**Problem**
Please continue the article below about Maggie Bosley's scholarships and first day of medical school, picking up right after its final paragraph.

**Reading text**
Maggie Bosley’s first day of medical school went well. After a long day of classes, she had the white coat, a big smile and the knowledge that the three post-graduate scholarships she received at the end of her senior year at Wofford were helping pay for her education.

Bosley ’14 was selected to receive a Carolina Panthers Graduate Scholarship, a $10,000 one-time award given annually to one female and one male collegiate student-athlete from the Carolinas. She also earned an NCAA Post Graduate Scholarship, a one-time $7,500 award given to 28 student-athletes throughout the country, and the Coleman Lew & Associates Scholarship, a one-time $2,000 grant awarded through the Southern Conference.

Bosley believes that she’s a good investment and that the four years in the classroom as a Wofford biology and chemistry major and the four years on the field for the women’s soccer team equipped her to succeed.

“The first day wasn’t too bad … a little review. Wofford has really prepared us well,” she says speaking not only of herself but also of the 10 other Wofford graduates attending the Medical University of South Carolina in Charleston as first-year students. According to Bosley, Wofford has the highest percentage of graduates in the entering class of any other college or university.

“I don’t think I would be able to be half the physician I hope to be without my four years at Wofford, on and off the field,” she says. “Being a student-athlete is a huge advantage when going into the medical field. Medicine isn’t a solo practice. You’re part of a team of nurses, doctors and hospital staff providing complete patient care. Being a part of a team helps you know what to do in that environment. We also had to really manage our time well to handle athletics and academics. Teamwork and time management are both skills that transition well to what we’re getting into in med school and later as physicians.”

Bosley is particularly interested in the medical field because she spent time in the hospital during her senior year.

“My experiences as a patient changed my perspective,” she says. “There was a student panel on our first day of med school, and someone explained that there are two worlds in medicine — the people suffering with the illness and those focused on studying and healing. I’ve been on both sides.”

**Data excerpts**
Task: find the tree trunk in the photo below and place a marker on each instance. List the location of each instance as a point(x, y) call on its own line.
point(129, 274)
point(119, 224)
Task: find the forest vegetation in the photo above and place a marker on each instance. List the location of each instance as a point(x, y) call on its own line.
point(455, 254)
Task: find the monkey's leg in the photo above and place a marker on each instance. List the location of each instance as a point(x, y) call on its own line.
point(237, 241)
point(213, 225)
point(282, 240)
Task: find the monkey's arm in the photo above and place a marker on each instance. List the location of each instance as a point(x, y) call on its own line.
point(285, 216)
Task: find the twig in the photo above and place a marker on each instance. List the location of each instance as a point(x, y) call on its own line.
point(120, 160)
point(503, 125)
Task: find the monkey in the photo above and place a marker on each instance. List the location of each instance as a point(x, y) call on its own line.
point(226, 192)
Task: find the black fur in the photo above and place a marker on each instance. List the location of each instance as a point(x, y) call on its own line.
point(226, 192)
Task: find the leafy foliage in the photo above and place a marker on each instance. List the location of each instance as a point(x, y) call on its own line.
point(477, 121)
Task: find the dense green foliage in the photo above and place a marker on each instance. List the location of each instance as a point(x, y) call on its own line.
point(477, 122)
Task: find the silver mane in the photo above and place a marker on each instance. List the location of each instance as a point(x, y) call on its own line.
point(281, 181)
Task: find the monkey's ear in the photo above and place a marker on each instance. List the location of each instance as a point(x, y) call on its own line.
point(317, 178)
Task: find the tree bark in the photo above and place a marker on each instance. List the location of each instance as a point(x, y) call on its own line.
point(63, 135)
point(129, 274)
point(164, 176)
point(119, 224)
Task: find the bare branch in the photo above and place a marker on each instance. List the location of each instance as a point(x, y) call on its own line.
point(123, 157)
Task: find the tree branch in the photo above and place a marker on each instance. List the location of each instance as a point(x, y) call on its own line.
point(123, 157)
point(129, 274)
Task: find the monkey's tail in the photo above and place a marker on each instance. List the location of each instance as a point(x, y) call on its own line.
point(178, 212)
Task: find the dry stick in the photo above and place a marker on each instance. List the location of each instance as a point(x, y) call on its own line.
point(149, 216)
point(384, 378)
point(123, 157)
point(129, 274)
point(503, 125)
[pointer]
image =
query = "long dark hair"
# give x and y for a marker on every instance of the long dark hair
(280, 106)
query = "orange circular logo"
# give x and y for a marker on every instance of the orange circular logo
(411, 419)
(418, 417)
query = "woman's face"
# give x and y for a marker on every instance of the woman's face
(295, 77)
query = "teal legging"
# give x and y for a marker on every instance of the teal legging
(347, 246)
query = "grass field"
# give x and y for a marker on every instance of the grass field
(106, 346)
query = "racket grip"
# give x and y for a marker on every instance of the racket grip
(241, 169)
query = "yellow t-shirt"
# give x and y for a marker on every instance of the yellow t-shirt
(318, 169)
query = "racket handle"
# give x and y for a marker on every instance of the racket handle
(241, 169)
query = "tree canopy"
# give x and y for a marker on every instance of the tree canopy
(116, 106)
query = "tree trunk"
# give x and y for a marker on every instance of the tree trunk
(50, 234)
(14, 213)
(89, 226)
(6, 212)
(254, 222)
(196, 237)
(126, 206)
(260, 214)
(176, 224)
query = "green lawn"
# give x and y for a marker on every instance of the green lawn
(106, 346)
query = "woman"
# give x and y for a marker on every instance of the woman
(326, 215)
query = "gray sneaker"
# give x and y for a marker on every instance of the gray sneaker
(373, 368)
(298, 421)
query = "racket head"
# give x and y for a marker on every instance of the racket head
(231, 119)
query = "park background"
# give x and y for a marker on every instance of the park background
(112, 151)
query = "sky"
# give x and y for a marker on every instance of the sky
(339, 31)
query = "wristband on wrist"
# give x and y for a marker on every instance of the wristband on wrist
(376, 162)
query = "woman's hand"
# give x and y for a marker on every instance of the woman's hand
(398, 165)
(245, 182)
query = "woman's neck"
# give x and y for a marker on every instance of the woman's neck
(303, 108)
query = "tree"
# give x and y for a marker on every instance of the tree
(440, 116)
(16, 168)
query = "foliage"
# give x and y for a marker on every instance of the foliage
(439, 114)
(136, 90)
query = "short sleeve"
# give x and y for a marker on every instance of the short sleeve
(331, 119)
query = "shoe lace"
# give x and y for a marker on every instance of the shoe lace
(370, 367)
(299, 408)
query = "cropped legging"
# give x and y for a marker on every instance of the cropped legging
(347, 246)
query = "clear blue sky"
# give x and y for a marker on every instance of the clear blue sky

**Output below**
Bosley represented Wofford at scholarship award events. At the Southern Conference awards dinner in Hilton Head and at the Carolina Panthers pre-season football game awards presentation, she wasn’t alone. Paul Inclan ’14, a first-year student at Wake Forest School of Medicine, also received highly competitive Carolina Panthers and Southern Conference post-graduate scholarships.

“I was thrilled to receive both the Dave Hart Graduate Scholarship through the Southern Conference and the Carolina Panthers Graduate Scholarship,” says Inclan. “Wofford was my home for four years, but my Wofford education began at birth. My father (Roberto Inclan ’73) brought me to Wofford games even before Gibbs Stadium was built.”

When Wade Lang ’83, Wofford’s offensive coordinator, called to tell Inclan that the Terriers wanted him to play football, Inclan couldn’t have been happier.

“I will never be able to replace the feeling of stepping off the field, hugging my father and reflecting on the fulfillment of my childhood dream,” says Inclan.

Inclan has completed his first weeks of medical school and is eager for more, thanks to the foundation he built at Wofford.

“Wofford prepared me for medical school by helping develop me as a complete man. … Wofford allowed me to develop as a member of society, able to contribute, lead, impact and improve whatever community I eventually reside in,” says Inclan. “That is, ultimately, why we pursue a liberal arts education. That is, ultimately, what I hope to accomplish through my career in medicine. Simply, I expected to have an enjoyable college experience playing football. Ultimately, I received a world-class education, a family of teammates and the ability to impact my surroundings, all while obtaining life-changing experiences.”